Given task -
Continue this vmagent Kubernetes monitoring proposal from its final line.

Document segment -
Stable release requirements:

  • Production usage for 3+ months without major issues
  • Complete documentation, including reference dashboards and best practices
  • Performance benchmarks showing improvement over traditional setup
  • Unit test coverage >90%, integration and e2e test coverage >75%
  • Telemetry for usage and error reporting
  • Compatibility with all supported Kubernetes versions
  • Verified upgrade path from beta
  • Feature complete for targeted use cases

Deprecated

Features that will be deprecated as part of this implementation:

  • Complex manual kubernetes_sd_config configurations (replaced by simplified parameters)
  • Manual service discovery configuration for common Kubernetes components
  • Direct dependencies on external monitoring components (node-exporter, cadvisor, kube-state-metrics)

The traditional configuration approach will still be available but marked as legacy in documentation.

Disabled

The feature will be disabled by default and requires explicit opt-in via the -promscrape.kubernetes=true flag.

Individual collectors can be enabled or disabled through the -promscrape.kubernetes.collectors parameter.

Upgrade / Downgrade Strategy

Upgrade Strategy

For upgrades to versions with this feature:

  1. Deploy new vmagent version with Kubernetes monitoring disabled
  2. Verify normal operation
  3. Enable Kubernetes monitoring with only non-critical collectors (node, container)
  4. Validate collected metrics and dashboard rendering
  5. Enable remaining collectors
  6. Once validated, remove redundant components (node-exporter, cadvisor, kube-state-metrics)

Downgrade Strategy

For downgrades from versions with this feature:

  1. Deploy traditional monitoring components alongside vmagent
  2. Verify they're working correctly
  3. Disable Kubernetes monitoring in vmagent
  4. Downgrade vmagent version

Version Skew Strategy

In environments with multiple vmagent versions:

  • Ensure metrics naming consistency with configuration
  • Use metric relabeling to harmonize differences if needed
  • Maintain backward compatibility in metric naming where possible
  • Document potential conflicts and mitigation

Production Readiness Review Questionnaire

Feature Enablement and Rollback

  1. How can this feature be enabled / disabled in a live cluster?

    • Feature gate: -promscrape.kubernetes=true|false
    • Other flags: Individual collectors can be enabled/disabled separately
    • Can be changed at runtime? No, requires restart of vmagent
  2. Does enabling the feature change any default behavior?

    • Yes, it adds automatic discovery and collection of Kubernetes metrics
    • No changes when disabled
  3. Can the feature be disabled once it has been enabled?

Recorded information -
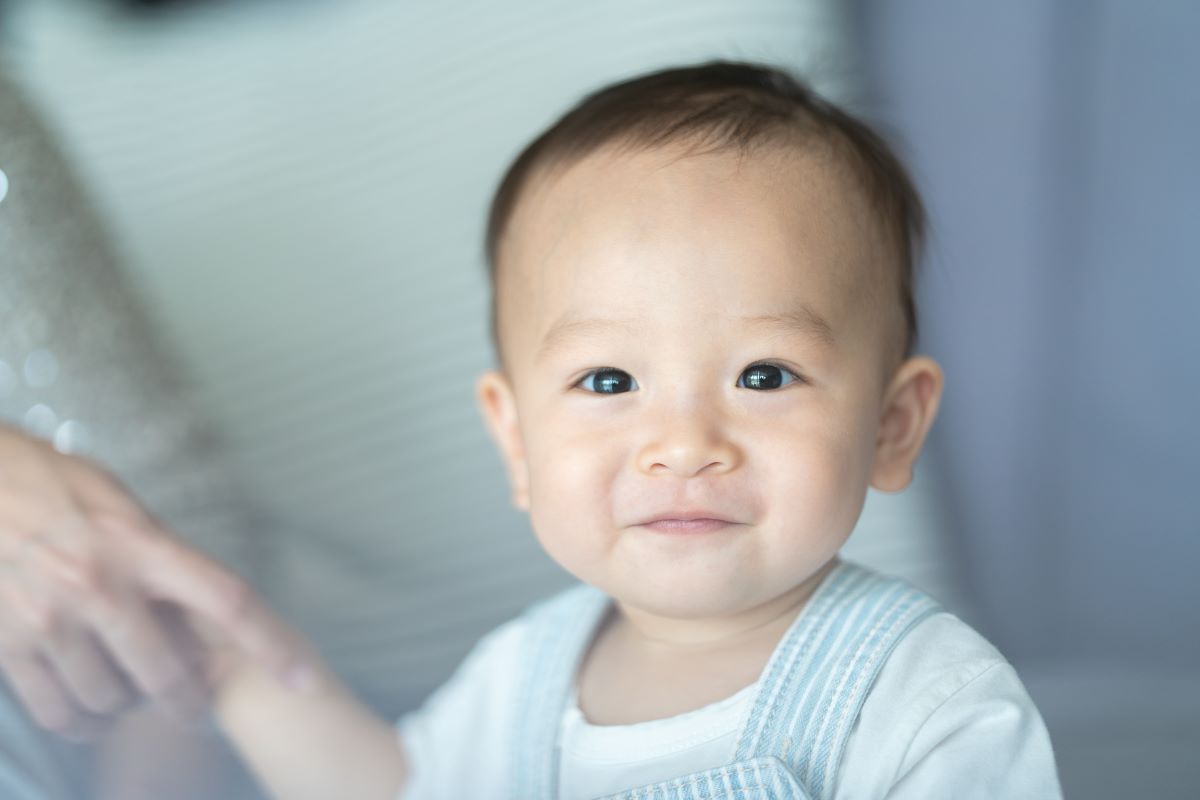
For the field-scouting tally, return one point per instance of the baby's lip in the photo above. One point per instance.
(688, 516)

Task result -
    • Yes, by setting -promscrape.kubernetes=false
    • Requires restart of vmagent
  4. What happens if we disable the feature while it's in use?

    • Kubernetes metrics will no longer be collected
    • Existing metrics in storage will remain until retention period
  5. Are there any prerequisites for enabling this feature?

    • RBAC permissions for vmagent to access Kubernetes API
    • Access to container runtime statistics
    • Access to node filesystem for node metrics

Rollout, Upgrade and Rollback Planning

  1. How can an operator determine if the feature is in use?

    • Check for presence of metrics from the collectors (node_, container_, kube_*)
    • Look for log messages indicating Kubernetes monitoring is enabled
    • Monitor resource usage patterns typical of active collectors
  2. How can an operator determine if the feature is enabled but not in use?

    • Monitor for log messages about failed initialization
    • Check for absence of expected metrics despite enabling the feature
    • Verify error counters in vmagent's own metrics
  3. What are the SLIs for this feature?

    • Latency: Metric collection duration
    • Availability: Percentage of successful scrapes
    • Errors: Rate of collection errors
    • Resource usage: CPU and memory consumption
  4. What are reasonable SLOs for the above SLIs?

    • Latency: 99% of scrapes complete within 5s
    • Availability: 99.9% successful scrapes
    • Errors: <0.1% error rate
    • Resource usage: <200MB base + 2MB per node
  5. Are there any known limitations?

    • Not all metrics from traditional exporters will be available
    • Performance may degrade in very large clusters (1000+ nodes)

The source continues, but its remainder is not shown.